WHAT YOU NEED TO DO →
Your task is to transcribe the data in full.

RECORDS SUPPLIED →

:::::

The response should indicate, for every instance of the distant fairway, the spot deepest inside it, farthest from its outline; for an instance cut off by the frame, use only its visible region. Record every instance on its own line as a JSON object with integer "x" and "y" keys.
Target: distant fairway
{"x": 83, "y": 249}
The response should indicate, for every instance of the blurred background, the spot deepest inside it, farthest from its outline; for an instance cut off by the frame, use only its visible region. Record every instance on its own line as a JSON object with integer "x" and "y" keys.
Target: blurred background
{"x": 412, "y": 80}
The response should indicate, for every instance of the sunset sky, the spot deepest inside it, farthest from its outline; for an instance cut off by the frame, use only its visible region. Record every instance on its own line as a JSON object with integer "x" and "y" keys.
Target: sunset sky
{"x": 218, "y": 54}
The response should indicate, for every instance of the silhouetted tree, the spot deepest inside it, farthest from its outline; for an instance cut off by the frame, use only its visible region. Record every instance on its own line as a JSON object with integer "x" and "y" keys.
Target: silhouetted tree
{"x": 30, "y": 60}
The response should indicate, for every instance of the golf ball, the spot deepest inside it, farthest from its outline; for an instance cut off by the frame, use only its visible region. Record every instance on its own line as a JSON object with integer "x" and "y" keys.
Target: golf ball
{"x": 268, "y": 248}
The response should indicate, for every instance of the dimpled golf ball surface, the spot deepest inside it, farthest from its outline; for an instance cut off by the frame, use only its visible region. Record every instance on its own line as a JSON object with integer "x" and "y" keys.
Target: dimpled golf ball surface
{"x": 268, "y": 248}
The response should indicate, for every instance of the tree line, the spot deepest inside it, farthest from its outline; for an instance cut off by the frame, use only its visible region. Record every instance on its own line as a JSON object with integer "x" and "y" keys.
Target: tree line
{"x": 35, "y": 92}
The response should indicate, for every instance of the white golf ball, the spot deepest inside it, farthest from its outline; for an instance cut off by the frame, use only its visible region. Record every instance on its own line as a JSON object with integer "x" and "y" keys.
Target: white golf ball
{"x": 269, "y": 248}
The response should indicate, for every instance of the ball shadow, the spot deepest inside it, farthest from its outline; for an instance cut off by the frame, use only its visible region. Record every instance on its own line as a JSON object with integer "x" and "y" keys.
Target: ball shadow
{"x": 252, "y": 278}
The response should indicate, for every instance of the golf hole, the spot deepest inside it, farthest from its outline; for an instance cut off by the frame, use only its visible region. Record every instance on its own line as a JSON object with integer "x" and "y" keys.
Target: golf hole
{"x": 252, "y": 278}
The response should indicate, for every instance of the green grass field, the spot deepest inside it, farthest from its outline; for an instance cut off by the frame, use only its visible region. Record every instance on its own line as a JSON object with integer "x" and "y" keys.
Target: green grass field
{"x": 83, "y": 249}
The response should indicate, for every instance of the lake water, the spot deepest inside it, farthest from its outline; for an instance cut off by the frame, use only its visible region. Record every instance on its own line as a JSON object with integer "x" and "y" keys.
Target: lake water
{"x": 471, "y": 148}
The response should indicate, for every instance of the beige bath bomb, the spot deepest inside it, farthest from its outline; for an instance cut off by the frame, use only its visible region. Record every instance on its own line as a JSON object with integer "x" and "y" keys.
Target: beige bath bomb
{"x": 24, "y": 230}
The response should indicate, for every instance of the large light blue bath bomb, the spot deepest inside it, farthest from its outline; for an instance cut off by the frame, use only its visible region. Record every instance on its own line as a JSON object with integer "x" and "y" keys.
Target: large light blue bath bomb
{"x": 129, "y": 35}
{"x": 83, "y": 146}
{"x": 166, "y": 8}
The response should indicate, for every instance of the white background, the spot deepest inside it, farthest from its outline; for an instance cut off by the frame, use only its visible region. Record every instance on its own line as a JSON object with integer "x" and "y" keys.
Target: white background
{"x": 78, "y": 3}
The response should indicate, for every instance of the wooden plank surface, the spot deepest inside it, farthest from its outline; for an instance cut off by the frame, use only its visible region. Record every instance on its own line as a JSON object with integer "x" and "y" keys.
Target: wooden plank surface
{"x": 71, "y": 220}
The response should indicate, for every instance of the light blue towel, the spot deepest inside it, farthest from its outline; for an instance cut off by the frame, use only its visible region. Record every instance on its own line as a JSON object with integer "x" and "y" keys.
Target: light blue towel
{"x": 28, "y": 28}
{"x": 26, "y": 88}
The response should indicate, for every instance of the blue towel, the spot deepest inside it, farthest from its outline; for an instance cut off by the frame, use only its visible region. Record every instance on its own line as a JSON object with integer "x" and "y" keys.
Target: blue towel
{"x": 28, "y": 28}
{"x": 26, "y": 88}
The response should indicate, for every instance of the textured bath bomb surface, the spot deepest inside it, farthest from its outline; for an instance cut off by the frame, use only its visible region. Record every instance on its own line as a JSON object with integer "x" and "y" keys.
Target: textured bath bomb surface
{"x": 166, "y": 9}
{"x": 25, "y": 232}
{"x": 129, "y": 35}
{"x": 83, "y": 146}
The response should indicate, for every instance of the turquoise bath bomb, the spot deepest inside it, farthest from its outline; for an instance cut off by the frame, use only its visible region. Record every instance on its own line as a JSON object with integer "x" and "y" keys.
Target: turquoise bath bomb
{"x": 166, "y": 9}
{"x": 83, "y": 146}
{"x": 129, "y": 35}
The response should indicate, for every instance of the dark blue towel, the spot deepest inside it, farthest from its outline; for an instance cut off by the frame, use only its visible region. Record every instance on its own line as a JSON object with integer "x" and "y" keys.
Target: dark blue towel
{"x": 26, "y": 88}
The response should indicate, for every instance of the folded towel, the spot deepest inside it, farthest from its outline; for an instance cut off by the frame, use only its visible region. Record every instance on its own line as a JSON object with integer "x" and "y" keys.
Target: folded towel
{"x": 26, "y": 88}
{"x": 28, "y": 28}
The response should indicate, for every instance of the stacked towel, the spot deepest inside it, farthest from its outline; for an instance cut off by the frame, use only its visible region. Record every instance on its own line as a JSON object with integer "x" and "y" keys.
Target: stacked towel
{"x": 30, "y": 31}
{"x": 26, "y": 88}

:::::

FINAL ANSWER →
The response should indicate, for every instance of the distant fairway, the spot deepest inside it, farthest from its outline; for an instance cut off by the frame, use only its visible region. Record every instance on its own line as a JSON object with integer "x" and "y" keys.
Target: distant fairway
{"x": 83, "y": 249}
The response should indicate, for every instance of the blurred background, the spot deepest inside it, farthest from its outline; for an instance cut off by the frame, use only its visible region. Record every instance on its own line as a JSON object with integer "x" and "y" keys.
Target: blurred background
{"x": 412, "y": 80}
The response should indicate, for every instance of the sunset sky, the spot deepest inside it, farthest from its outline; for an instance cut off by the frame, use only its visible region. Record every instance on its own line as a JSON object with integer "x" and "y" keys.
Target: sunset sky
{"x": 218, "y": 54}
The response should indicate, for every instance of the silhouetted tree, the spot deepest inside it, farthest from its outline; for an instance cut off by the frame, use only its visible region. Record every instance on its own line as a JSON object with integer "x" and "y" keys.
Target: silhouetted tree
{"x": 30, "y": 60}
The response should indicate, for every instance of the golf ball, the spot deepest inside it, farthest from its outline; for an instance cut off by the frame, use only its visible region. Record every instance on its own line as a JSON object with integer "x" and "y" keys.
Target: golf ball
{"x": 268, "y": 248}
The response should indicate, for every instance of the dimpled golf ball surface, the spot deepest inside it, farthest from its outline; for an instance cut off by the frame, use only its visible region. Record every instance on its own line as a JSON object with integer "x" and "y" keys.
Target: dimpled golf ball surface
{"x": 268, "y": 248}
The response should indicate, for every instance of the tree line, the spot deepest inside it, farthest from its outline; for an instance cut off by the frame, use only its visible region. Record every instance on its own line as a JSON object with integer "x" and "y" keys.
Target: tree line
{"x": 35, "y": 92}
The response should indicate, for every instance of the white golf ball, the spot deepest inside it, farthest from its outline; for an instance cut off by the frame, use only its visible region. Record every instance on its own line as a JSON object with integer "x" and "y" keys.
Target: white golf ball
{"x": 269, "y": 248}
The response should indicate, for every instance of the ball shadow, the spot deepest inside it, farthest from its outline; for an instance cut off by the frame, use only its visible region. Record every instance on its own line as a JSON object with integer "x" and "y" keys.
Target: ball shadow
{"x": 252, "y": 278}
The response should indicate, for every instance of the golf hole, the spot deepest inside it, farthest from its outline; for an instance cut off by the frame, use only its visible region. Record every instance on its own line as a JSON object with integer "x" and "y" keys.
Target: golf hole
{"x": 252, "y": 278}
The response should indicate, for every instance of the green grass field, the spot deepest inside it, farthest from its outline; for an instance cut off by the frame, use only its visible region. Record every instance on its own line as a JSON object with integer "x" and "y" keys.
Target: green grass field
{"x": 83, "y": 249}
The response should indicate, for every instance of the lake water, the spot deepest inside it, farthest from its outline; for an instance cut off by the frame, use only its visible region. Record every instance on its own line as a JSON object with integer "x" and "y" keys.
Target: lake water
{"x": 471, "y": 148}
The response should indicate, for every instance of the beige bath bomb, the spot deepest inside it, farthest from its outline; for an instance cut off by the frame, use only its visible region. Record every instance on its own line as a JSON object with integer "x" and "y" keys.
Target: beige bath bomb
{"x": 24, "y": 230}
The response should indicate, for every instance of the large light blue bath bomb, the spot deepest inside it, farthest from its outline; for an instance cut off by the frame, use only its visible region. Record every instance on its own line as a JSON object with integer "x" and "y" keys.
Target: large light blue bath bomb
{"x": 129, "y": 35}
{"x": 83, "y": 146}
{"x": 166, "y": 8}
The response should indicate, for every instance of the white background, the spot deepest inside it, farthest from its outline; for an instance cut off by the frame, use only its visible region. Record every instance on its own line as a JSON object with integer "x" and "y" keys.
Target: white background
{"x": 78, "y": 3}
The response should indicate, for every instance of the wooden plank surface, the spot deepest inside it, farthest from its outline; for an instance cut off by the frame, use only its visible region. Record every instance on its own line as a JSON object with integer "x" and "y" keys.
Target: wooden plank surface
{"x": 71, "y": 220}
The response should indicate, for every instance of the light blue towel, the spot deepest inside it, farthest from its outline; for an instance cut off by the frame, use only its visible region. Record every instance on its own line as a JSON object with integer "x" and "y" keys.
Target: light blue towel
{"x": 28, "y": 28}
{"x": 26, "y": 88}
The response should indicate, for every instance of the blue towel, the spot deepest inside it, farthest from its outline; for an instance cut off by the frame, use only its visible region. Record every instance on its own line as a JSON object with integer "x" and "y" keys.
Target: blue towel
{"x": 28, "y": 28}
{"x": 26, "y": 88}
The response should indicate, for every instance of the textured bath bomb surface, the spot deepest inside it, farthest from its outline; for an instance cut off by the frame, use only its visible region. Record every instance on its own line as a JSON object with integer "x" and "y" keys.
Target: textured bath bomb surface
{"x": 166, "y": 9}
{"x": 25, "y": 232}
{"x": 129, "y": 35}
{"x": 83, "y": 146}
The response should indicate, for every instance of the turquoise bath bomb, the spot deepest inside it, farthest from its outline; for an instance cut off by the frame, use only its visible region. Record every instance on its own line as a JSON object with integer "x" and "y" keys.
Target: turquoise bath bomb
{"x": 166, "y": 9}
{"x": 83, "y": 146}
{"x": 129, "y": 35}
The response should indicate, for every instance of the dark blue towel, the spot deepest inside it, farthest from its outline; for an instance cut off by the frame, use only its visible region. Record every instance on its own line as a JSON object with integer "x" and "y" keys.
Target: dark blue towel
{"x": 26, "y": 88}
The response should indicate, for every instance of the folded towel, the spot deepest inside it, farthest from its outline; for an instance cut off by the frame, use only its visible region. Record every instance on its own line as a JSON object with integer "x" and "y" keys.
Target: folded towel
{"x": 26, "y": 88}
{"x": 28, "y": 28}
The response should indicate, for every instance of the stacked towel, the spot deepest inside it, farthest from its outline; for an instance cut off by the frame, use only its visible region. Record every instance on its own line as a JSON object with integer "x" and "y" keys.
Target: stacked towel
{"x": 30, "y": 31}
{"x": 26, "y": 88}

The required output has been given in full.